→ **Assigned task 1**
In the passage on the follow-me method of teaching art, what two things does the method teach children?
→ **Assigned task 2**
Why does the passage on the follow-me method of teaching art call the method good for the art centre's profit and sustainability?
→ **Assigned task 3**
Carry on the passage on the follow-me method of teaching art, starting after its last sentence.

→ **Text block**
The follow-me method, though criticised, does have some advantages. For example, it teaches children how to be patient and how to follow instructions. It can even help young children to develop their hand muscles and eye-hand coordination skills. It's also super beneficial for the art centre from a profit and sustainability perspective as well. Think about it: after they teach the kids how to draw the bunny face, the kids still need to learn how to draw the bunny body, the sitting bunny, the running bunny, the bunny from the back, and the bunny from the side... After the bunny, there are a infinite things they can teach: monkeys, lions, giraffes, horses, fish… It's like a money machine, and parents just needs to feed the machine with money to make sure their children can learn everything they need to learn and eventually becomes a master of "draw it all".
The list of reasons why this approach may not be so well is also long, and here are some of them:
Let's first look at the definition of the word"teaching". What is teaching? Teaching is about “I’ll tell you what you don't know so you know what you didn't know”.
But art is not science or knowledge, it's an innate ability for the human. The children have already had these artistic talents when they were born, and extra instructions are just ways to tell the kids not to follow their instinctual ideas but duplicate what others's way of seeing and their ideal worlds.

→ **Dataset entries**
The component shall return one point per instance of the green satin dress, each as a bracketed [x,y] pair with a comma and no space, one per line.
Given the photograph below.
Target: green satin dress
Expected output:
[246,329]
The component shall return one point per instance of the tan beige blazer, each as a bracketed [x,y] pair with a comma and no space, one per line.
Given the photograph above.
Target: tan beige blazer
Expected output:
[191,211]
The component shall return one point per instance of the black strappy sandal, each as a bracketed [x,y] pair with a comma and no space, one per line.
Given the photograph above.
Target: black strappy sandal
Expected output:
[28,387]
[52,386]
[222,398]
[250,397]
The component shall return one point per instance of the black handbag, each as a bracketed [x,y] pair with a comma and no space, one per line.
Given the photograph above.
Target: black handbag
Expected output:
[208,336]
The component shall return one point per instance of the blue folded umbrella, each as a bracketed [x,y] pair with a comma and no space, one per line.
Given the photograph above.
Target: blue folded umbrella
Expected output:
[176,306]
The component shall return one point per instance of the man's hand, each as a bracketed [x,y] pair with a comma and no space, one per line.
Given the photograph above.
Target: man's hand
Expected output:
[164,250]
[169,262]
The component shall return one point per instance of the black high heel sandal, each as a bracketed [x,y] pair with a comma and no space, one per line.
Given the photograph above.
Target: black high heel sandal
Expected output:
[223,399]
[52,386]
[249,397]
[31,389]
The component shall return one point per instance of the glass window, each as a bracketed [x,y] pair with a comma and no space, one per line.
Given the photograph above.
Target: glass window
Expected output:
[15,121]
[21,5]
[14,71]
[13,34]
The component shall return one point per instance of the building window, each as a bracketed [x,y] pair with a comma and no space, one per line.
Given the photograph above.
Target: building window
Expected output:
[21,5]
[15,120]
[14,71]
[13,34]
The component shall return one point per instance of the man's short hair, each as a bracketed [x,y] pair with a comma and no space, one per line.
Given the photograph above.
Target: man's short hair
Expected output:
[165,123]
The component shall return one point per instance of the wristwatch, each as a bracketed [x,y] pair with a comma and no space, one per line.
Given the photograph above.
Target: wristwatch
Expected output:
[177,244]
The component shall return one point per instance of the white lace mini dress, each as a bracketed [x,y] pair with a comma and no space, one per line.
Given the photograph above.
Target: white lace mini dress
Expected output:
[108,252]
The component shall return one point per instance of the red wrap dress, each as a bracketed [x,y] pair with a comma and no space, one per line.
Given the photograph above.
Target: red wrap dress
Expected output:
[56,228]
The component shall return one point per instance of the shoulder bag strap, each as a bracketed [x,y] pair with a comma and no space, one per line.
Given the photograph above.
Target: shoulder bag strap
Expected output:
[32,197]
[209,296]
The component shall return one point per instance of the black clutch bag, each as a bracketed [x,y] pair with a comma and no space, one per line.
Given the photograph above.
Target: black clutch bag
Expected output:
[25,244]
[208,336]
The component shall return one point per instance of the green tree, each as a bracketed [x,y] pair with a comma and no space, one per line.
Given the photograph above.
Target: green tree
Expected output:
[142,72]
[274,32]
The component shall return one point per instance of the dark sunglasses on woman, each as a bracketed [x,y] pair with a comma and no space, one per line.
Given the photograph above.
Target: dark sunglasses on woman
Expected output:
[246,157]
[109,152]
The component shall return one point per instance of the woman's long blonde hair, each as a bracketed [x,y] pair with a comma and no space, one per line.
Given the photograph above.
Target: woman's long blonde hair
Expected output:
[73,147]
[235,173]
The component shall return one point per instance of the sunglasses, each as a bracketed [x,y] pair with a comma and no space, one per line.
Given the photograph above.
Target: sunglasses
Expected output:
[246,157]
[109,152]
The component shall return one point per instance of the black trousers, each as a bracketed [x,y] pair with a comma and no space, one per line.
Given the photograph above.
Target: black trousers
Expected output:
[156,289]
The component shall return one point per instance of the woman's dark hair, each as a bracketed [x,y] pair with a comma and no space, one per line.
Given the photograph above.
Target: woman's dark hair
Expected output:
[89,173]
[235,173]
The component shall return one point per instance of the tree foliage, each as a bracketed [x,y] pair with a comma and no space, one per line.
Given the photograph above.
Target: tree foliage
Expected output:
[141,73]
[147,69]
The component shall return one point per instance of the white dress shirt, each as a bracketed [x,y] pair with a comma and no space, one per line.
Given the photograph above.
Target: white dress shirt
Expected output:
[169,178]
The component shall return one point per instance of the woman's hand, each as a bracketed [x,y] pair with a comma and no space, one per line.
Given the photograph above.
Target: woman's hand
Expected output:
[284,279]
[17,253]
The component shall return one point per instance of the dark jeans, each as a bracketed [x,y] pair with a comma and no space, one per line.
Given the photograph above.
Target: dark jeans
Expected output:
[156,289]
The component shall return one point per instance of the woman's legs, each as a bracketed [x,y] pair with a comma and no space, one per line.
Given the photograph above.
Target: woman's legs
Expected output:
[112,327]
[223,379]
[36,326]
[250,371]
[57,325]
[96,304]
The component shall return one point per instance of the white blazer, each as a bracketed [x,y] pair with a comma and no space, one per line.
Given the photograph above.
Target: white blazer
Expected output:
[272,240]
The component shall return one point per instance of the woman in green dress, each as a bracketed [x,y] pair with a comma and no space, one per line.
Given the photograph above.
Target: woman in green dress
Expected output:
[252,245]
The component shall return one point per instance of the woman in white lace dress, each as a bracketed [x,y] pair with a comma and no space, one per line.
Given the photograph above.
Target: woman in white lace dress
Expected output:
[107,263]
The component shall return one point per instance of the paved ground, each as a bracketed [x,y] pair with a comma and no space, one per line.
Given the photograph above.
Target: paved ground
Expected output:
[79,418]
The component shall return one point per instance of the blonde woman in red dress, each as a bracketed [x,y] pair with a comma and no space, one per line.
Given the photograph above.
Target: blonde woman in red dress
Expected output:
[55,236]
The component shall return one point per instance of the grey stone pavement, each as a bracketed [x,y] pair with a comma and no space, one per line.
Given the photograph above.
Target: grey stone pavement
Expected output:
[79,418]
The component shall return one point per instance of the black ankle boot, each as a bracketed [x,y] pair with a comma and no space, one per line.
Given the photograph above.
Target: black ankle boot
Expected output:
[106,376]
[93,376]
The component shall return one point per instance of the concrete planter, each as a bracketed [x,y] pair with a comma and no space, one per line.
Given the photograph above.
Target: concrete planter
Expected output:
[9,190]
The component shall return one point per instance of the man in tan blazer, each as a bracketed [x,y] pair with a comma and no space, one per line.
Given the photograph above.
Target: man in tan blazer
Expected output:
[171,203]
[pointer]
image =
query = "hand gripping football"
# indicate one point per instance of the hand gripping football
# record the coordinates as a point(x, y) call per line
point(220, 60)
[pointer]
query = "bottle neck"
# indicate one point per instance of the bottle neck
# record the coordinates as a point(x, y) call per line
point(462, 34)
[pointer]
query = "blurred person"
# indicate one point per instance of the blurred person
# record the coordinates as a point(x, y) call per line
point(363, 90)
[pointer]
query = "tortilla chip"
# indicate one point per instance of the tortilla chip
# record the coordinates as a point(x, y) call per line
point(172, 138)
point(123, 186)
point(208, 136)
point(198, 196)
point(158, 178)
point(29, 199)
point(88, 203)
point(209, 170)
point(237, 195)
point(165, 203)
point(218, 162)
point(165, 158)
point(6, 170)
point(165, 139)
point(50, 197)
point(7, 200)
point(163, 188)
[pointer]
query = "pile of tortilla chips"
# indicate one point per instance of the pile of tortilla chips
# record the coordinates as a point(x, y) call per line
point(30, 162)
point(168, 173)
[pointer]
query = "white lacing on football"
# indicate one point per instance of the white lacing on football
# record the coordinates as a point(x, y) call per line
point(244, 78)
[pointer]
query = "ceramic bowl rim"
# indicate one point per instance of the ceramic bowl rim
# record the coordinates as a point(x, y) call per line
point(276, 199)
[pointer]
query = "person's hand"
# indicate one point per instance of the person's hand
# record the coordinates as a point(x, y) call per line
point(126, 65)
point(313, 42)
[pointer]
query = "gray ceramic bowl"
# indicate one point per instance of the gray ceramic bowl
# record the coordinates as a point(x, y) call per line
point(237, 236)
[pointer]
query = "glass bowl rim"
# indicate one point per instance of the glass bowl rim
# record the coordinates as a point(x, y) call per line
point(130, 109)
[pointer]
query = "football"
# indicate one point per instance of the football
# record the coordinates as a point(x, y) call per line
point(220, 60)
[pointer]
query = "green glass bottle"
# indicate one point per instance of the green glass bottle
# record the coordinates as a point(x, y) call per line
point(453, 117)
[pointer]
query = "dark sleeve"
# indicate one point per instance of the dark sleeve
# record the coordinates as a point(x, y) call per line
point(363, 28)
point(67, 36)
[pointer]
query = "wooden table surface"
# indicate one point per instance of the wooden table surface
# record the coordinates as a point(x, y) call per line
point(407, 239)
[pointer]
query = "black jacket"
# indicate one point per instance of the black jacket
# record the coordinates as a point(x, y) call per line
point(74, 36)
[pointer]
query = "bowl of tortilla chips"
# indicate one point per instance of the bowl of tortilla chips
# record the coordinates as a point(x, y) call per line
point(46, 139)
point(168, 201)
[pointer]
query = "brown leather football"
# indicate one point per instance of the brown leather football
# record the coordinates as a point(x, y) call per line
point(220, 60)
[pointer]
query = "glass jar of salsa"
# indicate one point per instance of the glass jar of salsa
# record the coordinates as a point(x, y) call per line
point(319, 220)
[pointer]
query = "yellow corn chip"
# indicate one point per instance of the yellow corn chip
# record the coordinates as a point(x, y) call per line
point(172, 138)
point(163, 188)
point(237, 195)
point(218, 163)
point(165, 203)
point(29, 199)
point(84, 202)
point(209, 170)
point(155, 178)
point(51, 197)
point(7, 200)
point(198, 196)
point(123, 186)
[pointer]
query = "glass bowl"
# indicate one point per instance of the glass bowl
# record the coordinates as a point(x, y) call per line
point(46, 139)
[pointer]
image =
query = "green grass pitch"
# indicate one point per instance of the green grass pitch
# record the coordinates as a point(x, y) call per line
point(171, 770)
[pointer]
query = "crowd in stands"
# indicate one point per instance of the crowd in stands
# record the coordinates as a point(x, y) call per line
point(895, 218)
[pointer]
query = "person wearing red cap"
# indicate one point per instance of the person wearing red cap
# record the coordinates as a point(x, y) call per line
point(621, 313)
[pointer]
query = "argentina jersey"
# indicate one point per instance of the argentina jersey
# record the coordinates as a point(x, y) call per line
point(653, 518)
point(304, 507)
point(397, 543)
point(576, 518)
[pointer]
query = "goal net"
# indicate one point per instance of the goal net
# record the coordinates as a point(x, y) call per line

→ **Response 1**
It teaches them how to be patient and how to follow instructions.

→ **Response 2**
After children learn to draw one thing, such as a bunny face, there is always more to teach: the bunny's body and its other poses and angles, then an endless run of other animals. So the method works like a money machine, with parents paying on and on so their children can learn to draw everything.

→ **Response 3**
Children, especially those under the age of seven, haven’t yet developed strong critical thinking skills; They have an imaginary world which overlap the outside world. When they make art, it's their way to express their inner experiences. They are not interested in replicating what they see with their eyes, they only have one goal, which is to recreate what they see in their mind and what they felt with their heart. Each and every artwork produced by children has its own distinct artistic flair, and there's nothing need to be taught. They already know.
They don't intend to exaggerate, they just make what they find important bigger on the paper. They are not interest in what colour represent what mood, yet they effortlessly use line and color to reflect their feelings. Their art is simply unfiltered expression of how they feel.
In “Follow-Me” teaching, it shifts children's focus toward “Am I doing it right?”, which may take them away from expressing their own ideas. Over time, they would become wary of making mistakes, and eventually lost the ability to draw anything that they haven't been taught.
On top of that, the “follow me” method reduces a child’s ability to see and feel the world around them. The rabbit drawn on the white board by a teacher reflect how teacher’s see the rabbit, or in most cases, how the teacher copy someone else’s simplified version of the rabbits. When the child ignore their idea a rabbit and replicate somebody else’s drawings, the rabbit changes from a vibrant, living creature to a lifeless symbol. As these types of practice accumulates, children may find themselves lost curiosity and sensitivity to the things in the world. Just like how a novel can not touch your heart when it's produced by a writer who can only imitates others due to absence of sensibility and inspiration from his own life, and artwork without the real experience from life is like a person without a soul.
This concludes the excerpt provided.